(Collected data)
---
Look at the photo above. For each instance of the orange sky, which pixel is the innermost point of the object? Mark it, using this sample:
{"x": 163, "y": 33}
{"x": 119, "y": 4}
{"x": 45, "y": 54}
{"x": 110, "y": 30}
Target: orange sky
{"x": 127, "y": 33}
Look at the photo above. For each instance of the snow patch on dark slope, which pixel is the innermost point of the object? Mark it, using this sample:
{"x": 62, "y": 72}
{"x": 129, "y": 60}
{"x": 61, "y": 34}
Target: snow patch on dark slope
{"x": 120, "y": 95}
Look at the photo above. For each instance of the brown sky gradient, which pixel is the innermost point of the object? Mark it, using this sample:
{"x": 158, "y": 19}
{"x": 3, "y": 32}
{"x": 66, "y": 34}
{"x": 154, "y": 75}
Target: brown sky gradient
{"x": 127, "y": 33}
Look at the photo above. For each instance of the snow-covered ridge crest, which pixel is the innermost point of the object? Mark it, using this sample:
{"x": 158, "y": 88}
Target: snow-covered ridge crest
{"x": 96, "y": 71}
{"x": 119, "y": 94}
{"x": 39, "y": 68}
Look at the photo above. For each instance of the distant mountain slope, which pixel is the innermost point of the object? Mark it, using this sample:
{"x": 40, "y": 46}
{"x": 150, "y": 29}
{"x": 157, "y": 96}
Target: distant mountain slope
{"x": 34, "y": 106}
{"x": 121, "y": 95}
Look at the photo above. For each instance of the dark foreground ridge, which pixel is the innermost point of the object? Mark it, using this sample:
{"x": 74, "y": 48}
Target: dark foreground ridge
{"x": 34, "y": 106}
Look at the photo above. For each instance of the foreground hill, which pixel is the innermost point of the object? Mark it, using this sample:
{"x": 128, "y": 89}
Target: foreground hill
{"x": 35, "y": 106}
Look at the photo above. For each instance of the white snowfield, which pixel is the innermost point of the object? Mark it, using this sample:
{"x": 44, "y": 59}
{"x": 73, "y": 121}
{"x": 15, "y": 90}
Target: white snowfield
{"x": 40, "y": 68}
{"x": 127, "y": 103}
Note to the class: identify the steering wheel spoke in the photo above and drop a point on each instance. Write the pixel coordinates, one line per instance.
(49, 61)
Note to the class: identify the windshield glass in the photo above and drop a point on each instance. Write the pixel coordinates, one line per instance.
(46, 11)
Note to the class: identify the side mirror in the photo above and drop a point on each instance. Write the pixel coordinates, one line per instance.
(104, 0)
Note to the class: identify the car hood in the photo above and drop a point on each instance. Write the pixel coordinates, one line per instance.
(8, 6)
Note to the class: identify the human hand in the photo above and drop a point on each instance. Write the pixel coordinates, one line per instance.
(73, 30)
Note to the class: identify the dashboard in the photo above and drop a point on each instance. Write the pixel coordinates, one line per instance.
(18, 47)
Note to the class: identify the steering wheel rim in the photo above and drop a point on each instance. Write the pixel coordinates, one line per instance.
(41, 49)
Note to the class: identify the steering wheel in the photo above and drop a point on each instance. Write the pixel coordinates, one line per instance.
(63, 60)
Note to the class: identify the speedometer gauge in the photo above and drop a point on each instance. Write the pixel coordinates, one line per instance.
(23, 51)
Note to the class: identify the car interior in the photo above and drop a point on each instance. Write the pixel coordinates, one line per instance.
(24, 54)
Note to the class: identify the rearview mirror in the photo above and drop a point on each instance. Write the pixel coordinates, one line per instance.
---
#### WHAT THIS TASK INVOLVES
Take the records and restate them word for word.

#### RESPONSE TO THIS TASK
Look at the photo above. For each instance of the orange sky, which pixel is the innermost point of the object? Mark it, using this sample:
{"x": 163, "y": 33}
{"x": 119, "y": 4}
{"x": 45, "y": 54}
{"x": 110, "y": 30}
Target: orange sky
{"x": 127, "y": 33}
Look at the photo above. For each instance of the snow patch on dark slope, which pixel is the innermost point of the object? Mark it, using this sample:
{"x": 62, "y": 72}
{"x": 129, "y": 60}
{"x": 61, "y": 34}
Target: snow patch on dark slope
{"x": 120, "y": 95}
Look at the photo above. For each instance of the brown sky gradient, which pixel is the innermost point of the object? Mark it, using this sample:
{"x": 158, "y": 19}
{"x": 3, "y": 32}
{"x": 66, "y": 34}
{"x": 154, "y": 75}
Target: brown sky gradient
{"x": 127, "y": 33}
Look at the photo above. For each instance of the snow-covered ridge crest, which pixel is the innermost point of the object? Mark it, using this sample:
{"x": 158, "y": 88}
Target: snow-covered ridge crest
{"x": 96, "y": 71}
{"x": 119, "y": 94}
{"x": 39, "y": 68}
Look at the photo above. For each instance of the distant mountain slope, which pixel is the innermost point of the object? Mark it, using this sample:
{"x": 40, "y": 46}
{"x": 150, "y": 29}
{"x": 157, "y": 96}
Target: distant mountain slope
{"x": 34, "y": 106}
{"x": 121, "y": 95}
Look at the photo above. For each instance of the dark foreground ridge, which pixel is the innermost point of the object? Mark it, using this sample:
{"x": 74, "y": 48}
Target: dark foreground ridge
{"x": 34, "y": 106}
Look at the photo above. For each instance of the foreground hill, which pixel is the innermost point of the object? Mark it, using this sample:
{"x": 128, "y": 89}
Target: foreground hill
{"x": 35, "y": 106}
Look at the photo above. For each instance of the white snowfield, which pixel is the innermost point of the object? Mark it, using this sample:
{"x": 44, "y": 59}
{"x": 73, "y": 121}
{"x": 15, "y": 90}
Target: white snowfield
{"x": 40, "y": 68}
{"x": 127, "y": 103}
Note to the class: identify the steering wheel spoke in the photo above and drop a point on each instance. Write the pixel coordinates, one line per instance.
(49, 61)
Note to the class: identify the windshield glass in the photo above and drop a point on each instance. Write the pixel coordinates, one line per instance.
(46, 11)
Note to the class: identify the side mirror in the photo above and drop a point on each instance. Write the pixel coordinates, one line per instance.
(104, 0)
Note to the class: identify the car hood in the photo above and drop a point on each instance. Write the pixel coordinates, one line per instance.
(8, 6)
Note to the class: identify the human hand in the photo above and drop a point on each instance. Write the pixel coordinates, one line per instance.
(73, 30)
Note to the class: identify the dashboard in the photo above and drop a point on each instance. Write the pixel coordinates, one line per instance.
(18, 47)
Note to the class: identify the steering wheel rim in the photo above and drop a point on each instance. Write the pixel coordinates, one line per instance.
(41, 49)
Note to the class: identify the steering wheel in the photo above and drop a point on each instance. Write the pixel coordinates, one line per instance.
(63, 60)
Note to the class: identify the speedometer gauge in the photo above and drop a point on each instance. Write the pixel coordinates, one line per instance.
(23, 51)
Note to the class: identify the car interior in the photo above and drop a point on each instance. Write the pixel coordinates, one line per instance.
(24, 54)
Note to the class: identify the rearview mirror in the photo above and drop a point on each instance. Write the pixel coordinates, one line per instance.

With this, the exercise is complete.